Supplied entries ::
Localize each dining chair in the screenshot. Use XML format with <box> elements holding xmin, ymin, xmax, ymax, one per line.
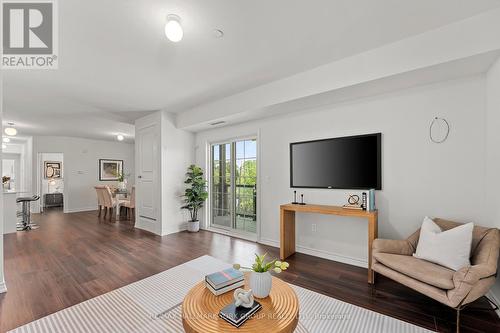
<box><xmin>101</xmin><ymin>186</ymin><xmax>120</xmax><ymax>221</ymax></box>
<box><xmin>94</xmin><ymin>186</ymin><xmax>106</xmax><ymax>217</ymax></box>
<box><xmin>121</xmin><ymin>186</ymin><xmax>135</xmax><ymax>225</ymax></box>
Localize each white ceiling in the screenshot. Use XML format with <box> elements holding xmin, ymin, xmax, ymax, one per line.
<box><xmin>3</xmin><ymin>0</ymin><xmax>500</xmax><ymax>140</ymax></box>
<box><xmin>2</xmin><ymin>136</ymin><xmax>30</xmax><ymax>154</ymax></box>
* * *
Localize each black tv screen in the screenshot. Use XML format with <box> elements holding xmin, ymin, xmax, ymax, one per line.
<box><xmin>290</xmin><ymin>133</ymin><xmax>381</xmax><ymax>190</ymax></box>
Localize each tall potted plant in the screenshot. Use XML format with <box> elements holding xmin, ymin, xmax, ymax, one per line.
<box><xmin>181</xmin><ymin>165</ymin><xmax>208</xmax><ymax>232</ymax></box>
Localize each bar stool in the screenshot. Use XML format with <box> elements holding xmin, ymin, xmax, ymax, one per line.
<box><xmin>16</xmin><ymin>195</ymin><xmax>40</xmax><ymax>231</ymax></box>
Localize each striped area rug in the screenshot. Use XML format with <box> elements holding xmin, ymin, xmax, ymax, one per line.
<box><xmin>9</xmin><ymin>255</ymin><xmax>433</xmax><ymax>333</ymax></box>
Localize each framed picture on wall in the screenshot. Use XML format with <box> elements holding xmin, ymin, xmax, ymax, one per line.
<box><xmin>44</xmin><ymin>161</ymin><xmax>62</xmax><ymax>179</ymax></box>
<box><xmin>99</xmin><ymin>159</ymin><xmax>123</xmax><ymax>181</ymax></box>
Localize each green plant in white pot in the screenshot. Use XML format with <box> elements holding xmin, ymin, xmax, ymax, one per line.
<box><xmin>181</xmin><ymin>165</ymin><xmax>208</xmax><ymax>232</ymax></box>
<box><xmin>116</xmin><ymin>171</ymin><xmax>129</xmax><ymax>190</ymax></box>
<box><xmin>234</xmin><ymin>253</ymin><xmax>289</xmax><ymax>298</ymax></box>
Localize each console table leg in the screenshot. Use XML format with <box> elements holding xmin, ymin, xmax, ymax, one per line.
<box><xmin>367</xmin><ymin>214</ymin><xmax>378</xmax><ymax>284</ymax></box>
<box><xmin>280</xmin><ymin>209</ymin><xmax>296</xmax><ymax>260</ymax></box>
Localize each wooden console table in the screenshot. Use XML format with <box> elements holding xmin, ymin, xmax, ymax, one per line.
==
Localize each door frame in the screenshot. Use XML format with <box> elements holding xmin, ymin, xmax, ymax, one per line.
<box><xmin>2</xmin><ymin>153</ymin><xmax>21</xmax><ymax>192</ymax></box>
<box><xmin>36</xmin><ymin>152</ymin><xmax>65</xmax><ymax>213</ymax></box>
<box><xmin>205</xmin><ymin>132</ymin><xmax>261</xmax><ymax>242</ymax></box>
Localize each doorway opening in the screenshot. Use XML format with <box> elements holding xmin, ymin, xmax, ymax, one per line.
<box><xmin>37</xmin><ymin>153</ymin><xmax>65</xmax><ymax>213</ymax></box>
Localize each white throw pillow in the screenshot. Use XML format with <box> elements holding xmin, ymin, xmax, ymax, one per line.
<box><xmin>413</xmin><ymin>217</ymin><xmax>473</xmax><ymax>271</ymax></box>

Problem description :: Using the entries above, extract exactly the span from the line with "Localize each console" to the line with "Localize each wooden", both lines included; leave out everything else.

Result of this task ::
Localize each console table leg in the screenshot. Use XML format with <box> elements holding xmin, ymin, xmax, ymax, one per line.
<box><xmin>367</xmin><ymin>214</ymin><xmax>378</xmax><ymax>284</ymax></box>
<box><xmin>280</xmin><ymin>209</ymin><xmax>296</xmax><ymax>260</ymax></box>
Localize each wooden console table in the screenshot. Use XML format with <box> elements holding xmin, ymin, xmax, ymax, one per line.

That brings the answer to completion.